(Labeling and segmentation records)
=======

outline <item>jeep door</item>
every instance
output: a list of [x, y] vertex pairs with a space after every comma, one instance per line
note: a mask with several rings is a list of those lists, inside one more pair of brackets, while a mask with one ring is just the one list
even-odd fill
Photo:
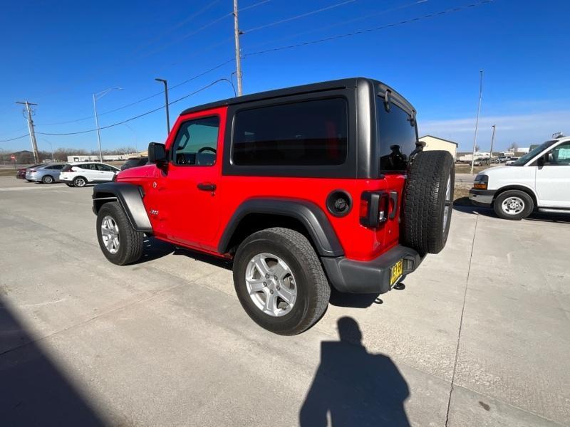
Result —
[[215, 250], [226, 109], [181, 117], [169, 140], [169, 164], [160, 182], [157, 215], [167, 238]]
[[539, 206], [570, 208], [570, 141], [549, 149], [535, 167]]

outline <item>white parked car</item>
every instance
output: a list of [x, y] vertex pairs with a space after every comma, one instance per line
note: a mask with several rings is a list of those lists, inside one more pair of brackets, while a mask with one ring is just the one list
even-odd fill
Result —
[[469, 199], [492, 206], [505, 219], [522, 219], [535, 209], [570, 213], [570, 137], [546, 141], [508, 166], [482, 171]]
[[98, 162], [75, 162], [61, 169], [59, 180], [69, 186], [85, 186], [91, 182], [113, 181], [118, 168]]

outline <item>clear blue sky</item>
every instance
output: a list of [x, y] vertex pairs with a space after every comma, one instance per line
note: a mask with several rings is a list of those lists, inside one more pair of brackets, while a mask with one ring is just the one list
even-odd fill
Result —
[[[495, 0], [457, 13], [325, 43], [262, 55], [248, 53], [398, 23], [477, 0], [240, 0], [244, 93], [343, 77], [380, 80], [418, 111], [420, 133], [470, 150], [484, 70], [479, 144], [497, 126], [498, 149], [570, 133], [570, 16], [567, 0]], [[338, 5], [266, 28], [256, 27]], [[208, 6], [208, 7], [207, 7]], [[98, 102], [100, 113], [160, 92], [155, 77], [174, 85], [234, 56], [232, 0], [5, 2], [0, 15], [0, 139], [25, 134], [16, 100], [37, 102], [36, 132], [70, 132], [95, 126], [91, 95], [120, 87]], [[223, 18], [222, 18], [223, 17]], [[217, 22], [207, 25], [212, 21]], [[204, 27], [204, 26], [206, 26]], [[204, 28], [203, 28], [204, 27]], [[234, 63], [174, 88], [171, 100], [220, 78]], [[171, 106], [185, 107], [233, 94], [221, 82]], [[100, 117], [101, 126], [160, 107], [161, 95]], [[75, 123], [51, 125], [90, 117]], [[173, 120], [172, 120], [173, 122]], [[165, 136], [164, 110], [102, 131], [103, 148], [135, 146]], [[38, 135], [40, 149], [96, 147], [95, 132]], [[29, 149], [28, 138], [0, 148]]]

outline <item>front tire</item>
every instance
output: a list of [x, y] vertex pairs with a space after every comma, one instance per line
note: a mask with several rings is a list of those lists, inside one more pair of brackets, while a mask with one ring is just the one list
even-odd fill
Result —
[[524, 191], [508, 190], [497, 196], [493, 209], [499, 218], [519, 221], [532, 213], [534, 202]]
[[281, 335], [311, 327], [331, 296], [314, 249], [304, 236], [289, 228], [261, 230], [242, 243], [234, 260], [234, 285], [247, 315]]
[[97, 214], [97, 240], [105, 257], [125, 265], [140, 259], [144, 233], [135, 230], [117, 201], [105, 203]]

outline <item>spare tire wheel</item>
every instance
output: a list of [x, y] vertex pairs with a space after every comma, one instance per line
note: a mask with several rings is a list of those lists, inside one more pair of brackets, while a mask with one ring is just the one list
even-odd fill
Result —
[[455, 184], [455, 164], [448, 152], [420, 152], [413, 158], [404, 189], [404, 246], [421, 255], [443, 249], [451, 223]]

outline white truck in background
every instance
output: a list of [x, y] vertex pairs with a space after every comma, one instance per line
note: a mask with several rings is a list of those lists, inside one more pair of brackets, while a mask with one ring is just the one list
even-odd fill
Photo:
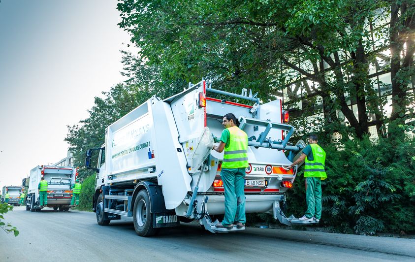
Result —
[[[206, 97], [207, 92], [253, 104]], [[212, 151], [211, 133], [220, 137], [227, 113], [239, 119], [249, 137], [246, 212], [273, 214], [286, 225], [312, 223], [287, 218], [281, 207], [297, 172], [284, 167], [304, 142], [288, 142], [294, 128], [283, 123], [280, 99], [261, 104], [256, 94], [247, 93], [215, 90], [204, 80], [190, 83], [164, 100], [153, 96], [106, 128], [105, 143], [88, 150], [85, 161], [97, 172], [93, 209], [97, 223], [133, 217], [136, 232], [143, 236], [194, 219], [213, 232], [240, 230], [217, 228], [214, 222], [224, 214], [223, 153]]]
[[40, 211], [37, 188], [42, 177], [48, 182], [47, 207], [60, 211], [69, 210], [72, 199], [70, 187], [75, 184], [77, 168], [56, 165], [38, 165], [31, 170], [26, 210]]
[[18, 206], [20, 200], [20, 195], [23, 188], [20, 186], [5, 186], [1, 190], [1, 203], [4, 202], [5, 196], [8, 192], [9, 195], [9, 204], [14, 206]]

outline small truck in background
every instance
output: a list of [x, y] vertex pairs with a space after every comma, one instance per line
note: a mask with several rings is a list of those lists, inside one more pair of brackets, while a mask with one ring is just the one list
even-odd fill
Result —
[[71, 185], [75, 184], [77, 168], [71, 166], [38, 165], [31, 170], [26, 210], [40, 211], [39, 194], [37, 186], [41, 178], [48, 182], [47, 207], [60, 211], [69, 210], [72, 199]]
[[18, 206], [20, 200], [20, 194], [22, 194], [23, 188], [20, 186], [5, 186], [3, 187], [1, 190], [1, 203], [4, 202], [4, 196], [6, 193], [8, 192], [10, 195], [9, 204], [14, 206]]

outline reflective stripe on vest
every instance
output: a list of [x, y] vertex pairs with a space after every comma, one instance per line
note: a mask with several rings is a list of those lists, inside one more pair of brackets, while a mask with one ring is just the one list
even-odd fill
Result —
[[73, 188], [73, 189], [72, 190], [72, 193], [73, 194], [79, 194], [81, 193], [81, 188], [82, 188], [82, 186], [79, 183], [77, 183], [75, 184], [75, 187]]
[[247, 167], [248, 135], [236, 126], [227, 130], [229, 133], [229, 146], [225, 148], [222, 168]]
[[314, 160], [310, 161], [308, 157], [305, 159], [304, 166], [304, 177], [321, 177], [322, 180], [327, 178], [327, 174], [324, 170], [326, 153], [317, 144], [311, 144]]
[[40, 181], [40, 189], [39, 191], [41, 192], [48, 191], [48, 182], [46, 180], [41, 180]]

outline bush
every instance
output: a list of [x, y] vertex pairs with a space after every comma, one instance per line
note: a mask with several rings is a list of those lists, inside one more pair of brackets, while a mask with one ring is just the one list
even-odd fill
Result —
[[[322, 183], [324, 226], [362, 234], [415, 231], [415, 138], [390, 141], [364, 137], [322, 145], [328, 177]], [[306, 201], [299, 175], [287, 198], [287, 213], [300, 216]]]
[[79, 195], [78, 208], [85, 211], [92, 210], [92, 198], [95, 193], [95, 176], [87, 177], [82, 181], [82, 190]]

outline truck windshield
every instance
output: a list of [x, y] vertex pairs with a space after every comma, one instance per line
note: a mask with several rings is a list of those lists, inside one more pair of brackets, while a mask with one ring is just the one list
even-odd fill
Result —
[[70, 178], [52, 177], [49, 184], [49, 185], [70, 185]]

=======

Exercise details: Copy every one of the records above word for word, leaving out the pictures.

The reply:
outline <item>jeep door</item>
every instance
output: a list of [x, y] vertex pairs with a space after every comma, one instance per line
note: a mask with several rings is a list of those lists, inside one more pair of brackets, while a mask with one ring is just the one list
even-odd fill
Photo:
Result —
[[215, 250], [226, 109], [181, 117], [169, 140], [169, 164], [160, 182], [157, 215], [167, 238]]
[[539, 206], [570, 208], [570, 141], [549, 149], [535, 167]]

outline <item>white parked car</item>
every instance
output: a list of [x, y] vertex pairs with a space after every comma, one instance per line
note: a mask with several rings is a list of those lists, inside one more pair of brackets, while a mask with one ring is just the one list
even-odd fill
Result —
[[469, 199], [492, 206], [505, 219], [522, 219], [535, 209], [570, 213], [570, 137], [546, 141], [508, 166], [482, 171]]
[[98, 162], [75, 162], [61, 169], [59, 180], [69, 186], [85, 186], [91, 182], [113, 181], [118, 168]]

outline <item>clear blue sky</item>
every instance
output: a list of [x, y] vertex pairs with a space after every comma, one instance per line
note: a mask with several rings is a list of those lists, inside one more pair of brackets, while a mask with one ring is just the one list
even-odd fill
Result —
[[[495, 0], [457, 13], [325, 43], [262, 55], [248, 53], [398, 23], [477, 0], [240, 0], [244, 93], [343, 77], [380, 80], [418, 111], [420, 133], [470, 150], [484, 70], [479, 144], [497, 126], [498, 149], [570, 133], [570, 16], [567, 0]], [[338, 5], [266, 28], [256, 27]], [[208, 6], [208, 7], [207, 7]], [[98, 102], [100, 113], [160, 92], [155, 77], [174, 85], [234, 56], [232, 0], [5, 2], [0, 15], [0, 139], [25, 134], [16, 100], [37, 102], [36, 132], [70, 132], [95, 126], [91, 95], [120, 87]], [[223, 18], [222, 18], [223, 17]], [[217, 22], [207, 25], [212, 21]], [[204, 27], [204, 26], [206, 26]], [[204, 28], [203, 28], [204, 27]], [[234, 63], [174, 88], [171, 100], [220, 78]], [[171, 106], [185, 107], [233, 94], [221, 82]], [[100, 117], [101, 126], [160, 107], [161, 95]], [[75, 123], [51, 125], [90, 117]], [[173, 120], [172, 120], [173, 122]], [[165, 136], [164, 110], [102, 131], [103, 148], [135, 146]], [[38, 135], [40, 149], [96, 147], [95, 132]], [[29, 149], [28, 138], [0, 148]]]

outline <item>front tire</item>
every instance
output: a list of [x, y] vertex pairs with a space after every comma, one instance per line
note: a mask with several rings is a list of those lists, inside one more pair of brackets, while a mask with one ring is just the one list
even-odd fill
Result —
[[524, 191], [508, 190], [497, 196], [493, 209], [499, 218], [519, 221], [532, 213], [534, 202]]
[[281, 335], [311, 327], [331, 296], [314, 249], [304, 236], [289, 228], [261, 230], [242, 243], [234, 260], [234, 285], [247, 315]]
[[97, 214], [97, 240], [105, 257], [125, 265], [140, 259], [144, 233], [135, 230], [117, 201], [105, 203]]

outline <item>spare tire wheel</item>
every instance
output: a list of [x, y] vertex pairs with a space after every comma, one instance per line
note: a mask with several rings is a list of those lists, inside one more pair of brackets, while a mask with one ring is just the one list
even-odd fill
Result —
[[455, 184], [455, 164], [448, 152], [420, 152], [413, 158], [404, 189], [404, 246], [421, 255], [443, 249], [451, 223]]

outline white truck in background
every instance
output: a list of [x, y] vertex pairs with a space after every comma, one instance per line
note: a mask with several rings is a list of those lists, inside one more pair of brackets, while a mask with one ring is just the one list
even-odd fill
Photo:
Result —
[[[206, 97], [207, 92], [253, 104]], [[212, 151], [211, 133], [220, 137], [227, 113], [239, 119], [249, 137], [246, 212], [273, 214], [286, 225], [312, 223], [287, 218], [281, 207], [297, 172], [284, 167], [304, 142], [288, 142], [294, 128], [283, 123], [280, 99], [261, 104], [256, 94], [247, 93], [215, 90], [204, 80], [190, 83], [164, 100], [153, 96], [106, 128], [105, 143], [88, 150], [85, 161], [97, 172], [93, 209], [97, 223], [133, 217], [136, 232], [143, 236], [194, 219], [213, 232], [240, 230], [217, 228], [214, 222], [224, 214], [223, 153]]]
[[40, 211], [37, 188], [42, 177], [48, 182], [47, 207], [60, 211], [69, 210], [72, 199], [70, 187], [75, 184], [77, 168], [56, 165], [38, 165], [31, 170], [26, 210]]
[[18, 206], [20, 200], [20, 195], [23, 188], [20, 186], [5, 186], [1, 190], [1, 203], [4, 202], [5, 196], [8, 192], [9, 195], [9, 204], [14, 206]]

outline small truck in background
every instance
output: a list of [x, y] vertex pairs with a space after every comma, one instance per line
note: a mask with several rings is a list of those lists, inside one more pair of brackets, while a mask with one ring is just the one list
even-odd fill
Result —
[[71, 185], [75, 184], [77, 168], [71, 166], [38, 165], [31, 170], [26, 210], [40, 211], [39, 194], [37, 186], [41, 178], [48, 182], [47, 207], [60, 211], [69, 210], [72, 199]]
[[18, 206], [20, 200], [20, 194], [22, 194], [23, 188], [20, 186], [5, 186], [3, 187], [1, 190], [1, 203], [4, 202], [4, 196], [6, 193], [8, 192], [10, 195], [9, 204], [14, 206]]

outline reflective stripe on vest
every instance
output: a list of [x, y] vertex pairs with a space after every comma, one instance per line
note: a mask with several rings is a list of those lists, inside one more pair of brackets, while a mask with one ring is just the one list
even-odd fill
Result —
[[73, 188], [73, 189], [72, 190], [72, 193], [73, 194], [79, 194], [81, 193], [81, 188], [82, 188], [82, 186], [79, 183], [77, 183], [75, 184], [75, 187]]
[[247, 167], [248, 135], [236, 126], [227, 130], [229, 133], [229, 146], [225, 148], [222, 168]]
[[314, 160], [310, 161], [308, 157], [305, 159], [304, 166], [304, 177], [321, 177], [322, 180], [327, 178], [327, 174], [324, 170], [326, 153], [317, 144], [311, 144]]
[[40, 181], [40, 189], [39, 191], [41, 192], [48, 191], [48, 182], [46, 180], [41, 180]]

outline bush
every instance
output: a list of [x, y] vertex pairs with a space after every comma, one instance per line
note: a mask with several rings is a list of those lists, inside one more pair of brackets, while a mask with one ring is just the one list
even-odd fill
Result —
[[[322, 183], [324, 226], [362, 234], [415, 231], [415, 138], [390, 141], [364, 137], [322, 145], [328, 177]], [[306, 201], [299, 175], [287, 198], [287, 213], [300, 216]]]
[[79, 195], [78, 208], [85, 211], [92, 210], [92, 198], [95, 193], [95, 176], [87, 177], [82, 181], [82, 190]]

outline truck windshield
every instance
output: a list of [x, y] vertex pairs with a space after every comma, one instance per line
note: a mask with several rings is a list of those lists, inside one more pair of brackets, while a mask with one ring is just the one list
even-odd fill
Result —
[[70, 178], [52, 177], [49, 184], [49, 185], [70, 185]]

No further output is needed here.